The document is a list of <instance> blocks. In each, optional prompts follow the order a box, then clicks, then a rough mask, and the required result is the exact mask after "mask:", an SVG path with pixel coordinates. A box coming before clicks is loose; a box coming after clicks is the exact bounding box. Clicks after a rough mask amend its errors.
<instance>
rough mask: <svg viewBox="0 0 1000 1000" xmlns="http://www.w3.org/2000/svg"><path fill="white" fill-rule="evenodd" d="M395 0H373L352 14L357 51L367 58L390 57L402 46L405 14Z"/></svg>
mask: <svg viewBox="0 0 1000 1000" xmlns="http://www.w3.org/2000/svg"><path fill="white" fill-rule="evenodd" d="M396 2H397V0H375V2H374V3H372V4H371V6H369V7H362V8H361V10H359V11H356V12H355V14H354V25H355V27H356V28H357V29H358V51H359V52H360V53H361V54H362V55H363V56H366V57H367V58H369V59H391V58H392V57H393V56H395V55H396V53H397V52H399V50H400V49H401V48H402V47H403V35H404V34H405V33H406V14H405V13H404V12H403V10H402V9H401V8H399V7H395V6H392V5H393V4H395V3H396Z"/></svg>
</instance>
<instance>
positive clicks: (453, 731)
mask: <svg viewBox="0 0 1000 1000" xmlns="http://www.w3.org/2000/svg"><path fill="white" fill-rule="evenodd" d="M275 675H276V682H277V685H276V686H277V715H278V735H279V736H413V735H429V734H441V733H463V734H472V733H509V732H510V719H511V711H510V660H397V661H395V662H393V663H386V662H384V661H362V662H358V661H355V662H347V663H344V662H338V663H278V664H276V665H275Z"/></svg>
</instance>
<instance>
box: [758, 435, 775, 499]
__________________________________________________
### Assigned task
All of the lines above should be returned exactly as written.

### Response to the exercise
The document is a list of <instance> blocks. In each, optional prompts follow the order a box, then clicks, then a rough mask, and the required result is the exact mask after "mask:", an SVG path with pixel coordinates. A box coming before clicks is loose; a box coming after clicks is the exact bounding box. Clicks after a rough mask amend its errors.
<instance>
rough mask: <svg viewBox="0 0 1000 1000" xmlns="http://www.w3.org/2000/svg"><path fill="white" fill-rule="evenodd" d="M395 0H373L352 14L357 51L367 58L390 57L402 46L405 14Z"/></svg>
mask: <svg viewBox="0 0 1000 1000" xmlns="http://www.w3.org/2000/svg"><path fill="white" fill-rule="evenodd" d="M396 2H397V0H375V2H374V3H372V4H371V6H369V7H362V8H361V10H359V11H356V12H355V14H354V25H355V27H356V28H357V29H358V51H359V52H360V53H361V54H362V55H363V56H366V57H367V58H369V59H391V58H392V57H393V56H395V55H396V53H397V52H399V50H400V49H401V48H402V47H403V35H404V34H405V33H406V14H405V13H404V12H403V10H402V9H401V8H399V7H395V6H392V5H393V4H395V3H396Z"/></svg>
</instance>
<instance>
positive clicks: (453, 731)
mask: <svg viewBox="0 0 1000 1000" xmlns="http://www.w3.org/2000/svg"><path fill="white" fill-rule="evenodd" d="M275 675H276V682H277V685H276V686H277V715H278V735H279V736H413V735H429V734H441V733H463V734H472V733H509V732H510V719H511V711H510V660H397V661H395V662H393V663H386V662H384V661H362V662H358V661H355V662H347V663H344V662H338V663H278V664H276V665H275Z"/></svg>
</instance>
<instance>
box: [758, 435, 775, 499]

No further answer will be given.